Review: On The Other Side of the Sea

by Lynn on February 14, 2024

in The Passionate Playgoer

Live and in person at the Theatre Centre, 1115 Queen St. W. Toronto, Ont. Produced by Aluna Theatre, playing until Feb. 25, 2024.

Written by Jorgelina Cerritos

Directed by Soheil Parsa

Scenographer, Trevor Schwellnus

Costumes by Niloufar Ziaee

Sound by Thomas Ryder Payne

Cast: Beatriz Pizano

Carlos Gonzalez-Vio

A beautifully rendered play of waiting, longing, identity, purpose and hope.

When the lights go down, we hear the sound of the full force of crashing waves on a shore and the sense of the wind as well.  Kudos to sound designer, Thomas Ryder Payne.

A man (Carlos Gonzalez-Vio) and a woman (Beatriz Pizano) are on a dock by the sea. The sound of the waves underscores the scenes.  She wears a black dress over a blouse, and simple shoes. She is sitting at a small desk with two neat stacks of paper. She is marking the papers of one pile with a pencil and putting the marked papers on the other pile.

- [Given records]:
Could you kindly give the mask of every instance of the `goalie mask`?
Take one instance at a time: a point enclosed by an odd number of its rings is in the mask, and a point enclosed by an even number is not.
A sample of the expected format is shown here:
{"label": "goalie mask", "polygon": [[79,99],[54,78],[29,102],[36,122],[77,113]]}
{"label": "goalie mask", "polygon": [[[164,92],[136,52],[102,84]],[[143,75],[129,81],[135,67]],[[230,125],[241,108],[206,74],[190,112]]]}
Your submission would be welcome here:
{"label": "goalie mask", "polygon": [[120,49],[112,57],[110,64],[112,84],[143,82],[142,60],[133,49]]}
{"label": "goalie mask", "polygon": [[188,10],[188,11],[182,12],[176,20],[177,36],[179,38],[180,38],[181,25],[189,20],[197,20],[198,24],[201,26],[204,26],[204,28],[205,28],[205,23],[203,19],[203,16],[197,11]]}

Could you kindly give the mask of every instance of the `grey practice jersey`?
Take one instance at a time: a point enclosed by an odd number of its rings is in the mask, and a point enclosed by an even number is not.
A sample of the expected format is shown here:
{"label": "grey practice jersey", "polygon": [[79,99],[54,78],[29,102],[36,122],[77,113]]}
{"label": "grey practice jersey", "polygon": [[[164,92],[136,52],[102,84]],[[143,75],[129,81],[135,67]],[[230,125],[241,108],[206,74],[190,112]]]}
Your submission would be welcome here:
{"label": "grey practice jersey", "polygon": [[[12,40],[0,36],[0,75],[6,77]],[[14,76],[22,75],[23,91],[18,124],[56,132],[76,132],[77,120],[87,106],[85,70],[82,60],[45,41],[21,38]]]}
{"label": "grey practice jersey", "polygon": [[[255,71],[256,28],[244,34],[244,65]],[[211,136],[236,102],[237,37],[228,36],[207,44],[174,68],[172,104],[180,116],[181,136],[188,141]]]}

- [Tasks for this exercise]:
1/ Print the theater review above in full, reproducing every line without alteration.
2/ Output every line of the records above in its original form, from the first line of the first block through the last line of the second.

- [Answers for this exercise]:
1/
Review: On The Other Side of the Sea

by Lynn on February 14, 2024

in The Passionate Playgoer

Live and in person at the Theatre Centre, 1115 Queen St. W. Toronto, Ont. Produced by Aluna Theatre, playing until Feb. 25, 2024.

Written by Jorgelina Cerritos

Directed by Soheil Parsa

Scenographer, Trevor Schwellnus

Costumes by Niloufar Ziaee

Sound by Thomas Ryder Payne

Cast: Beatriz Pizano

Carlos Gonzalez-Vio

A beautifully rendered play of waiting, longing, identity, purpose and hope.

When the lights go down, we hear the sound of the full force of crashing waves on a shore and the sense of the wind as well.  Kudos to sound designer, Thomas Ryder Payne.

A man (Carlos Gonzalez-Vio) and a woman (Beatriz Pizano) are on a dock by the sea. The sound of the waves underscores the scenes.  She wears a black dress over a blouse, and simple shoes. She is sitting at a small desk with two neat stacks of paper. She is marking the papers of one pile with a pencil and putting the marked papers on the other pile.

2/
Could you kindly give the mask of every instance of the `goalie mask`?
Take one instance at a time: a point enclosed by an odd number of its rings is in the mask, and a point enclosed by an even number is not.
A sample of the expected format is shown here:
{"label": "goalie mask", "polygon": [[79,99],[54,78],[29,102],[36,122],[77,113]]}
{"label": "goalie mask", "polygon": [[[164,92],[136,52],[102,84]],[[143,75],[129,81],[135,67]],[[230,125],[241,108],[206,74],[190,112]]]}
Your submission would be welcome here:
{"label": "goalie mask", "polygon": [[120,49],[112,57],[110,64],[112,84],[143,82],[142,60],[133,49]]}
{"label": "goalie mask", "polygon": [[188,10],[188,11],[182,12],[176,20],[177,36],[179,38],[180,38],[181,25],[189,20],[197,20],[198,24],[201,26],[204,26],[204,28],[205,28],[205,23],[203,19],[203,16],[197,11]]}

Could you kindly give the mask of every instance of the `grey practice jersey`?
Take one instance at a time: a point enclosed by an odd number of its rings is in the mask, and a point enclosed by an even number is not.
A sample of the expected format is shown here:
{"label": "grey practice jersey", "polygon": [[79,99],[54,78],[29,102],[36,122],[77,113]]}
{"label": "grey practice jersey", "polygon": [[[164,92],[136,52],[102,84]],[[143,75],[129,81],[135,67]],[[230,125],[241,108],[206,74],[190,112]]]}
Your submission would be welcome here:
{"label": "grey practice jersey", "polygon": [[[12,40],[0,36],[0,75],[6,77]],[[14,76],[22,75],[23,91],[18,124],[56,132],[76,132],[77,120],[87,106],[85,70],[82,60],[45,41],[21,38]]]}
{"label": "grey practice jersey", "polygon": [[[255,71],[256,28],[244,34],[244,65]],[[211,136],[236,102],[237,37],[228,36],[207,44],[174,68],[172,104],[180,116],[181,136],[188,141]]]}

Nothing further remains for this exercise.